Source extract section start
Related Link: The complete Stock Wars series
The Case For Carvana: Not unlike CarLotz, Carvana was also founded by a trio of entrepreneurs — Ernest Garcia III, Ryan Keeton and Ben Huston — with a premiere year in 2012 and a business focus as an online used car dealer.
The Tempe, Arizona-headquartered company gained the national spotlight in November 2013 by debuting a car vending machine that became Carvana’s trademark; the oversized vending machines are now in 24 states and the company offers its “as-soon-as-next-day vehicle delivery” to 266 markets. Since its launch, the company also expanded via acquisitions of rival start-up Carlypso in 2017 and the Mark Cuban-backed Car360 in April 2018. Carvana has been publicly traded since its April 2017 IPO.
Aside from announcements of its entry into new markets, some of Carvana’s recent corporate developments include its August 2021 announcement of a partnership with the insurtech carrier Root, Inc. ROOT to develop integrated auto insurance solutions for Carvana’s online car-buying platform. Carvana is also investing approximately $126 million in Root.
Carvana is also dealing with a threat from Florida’s state government to pull the company’s dealer license by Jan. 31 if it fails to resolve the failure to transfer of the automobile titles for 300 vehicles — with some transfers still incomplete on sales from late 2019. WFLA-TV reported the company received a warning from the Florida Department of Highway Safety and Motor Vehicles stating the agency “remains concerned with Carvana’s apparent inability to comply with the provisions of Florida law requiring a dealer to apply for title within 30 days of the sale and the impact that has on Florida consumers.”
In its most recent earnings report, the third-quarter data published on Nov. 4, Carvana reported net operating revenues of $3.4 billion, up from $1.5 billion one year earlier. The company also reported a net loss of $68 million, compared to the previous year’s $18 million net loss. Carvana’s net loss per share, both basic and diluted, was -38 cents versus -10 cents in the third quarter of 2021.
Ernie Garcia, co-founder and CEO, insisted the third quarter was “another great quarter” with a 74% year-over-year increase in auto deliveries and the “continued laying the foundations necessary to sell over 2 million cars per year.”
Garcia very briefly acknowledged “the complexities of managing through all the change of the last two years,” but quickly accentuated the positive by noting how the company “bought and sold over three times as many cars from our customers in the third quarter as we did in the third quarter of 2019.”
Carvana’s shares opened for trading on Wednesday at $162.09, which is closer to its 52-week low of $147.67 than to its 52-week high of $376.83.
Source extract section end
Material provided section start
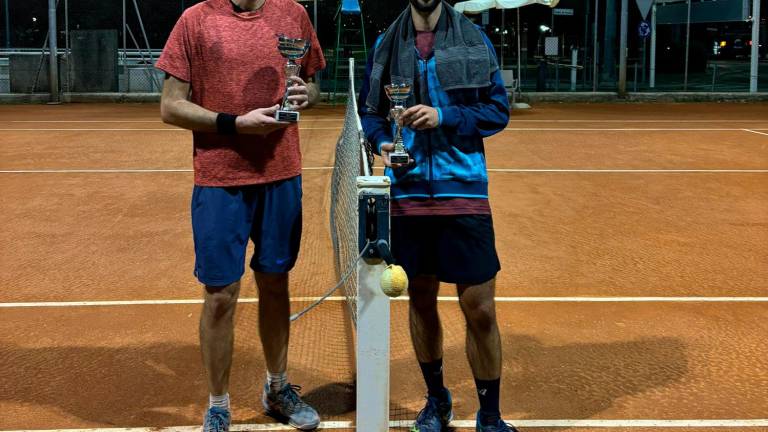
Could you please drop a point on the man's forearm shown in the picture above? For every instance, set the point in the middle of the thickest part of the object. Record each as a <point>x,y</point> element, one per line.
<point>313,92</point>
Material provided section end
> _Problems to work on_:
- a) From the Carvana article, list every company that Carvana acquired or entered a partnership with.
- b) Using the Carvana article, answer each question:
(i) In what city and state is Carvana headquartered?
(ii) By what date did Florida's state government threaten to pull Carvana's dealer license?
(iii) At what price did Carvana's shares open for trading on Wednesday?

> _Task responses_:
- a)
Carlypso
Car360
Root, Inc.

- b)
(i) Tempe, Arizona
(ii) Jan. 31
(iii) $162.09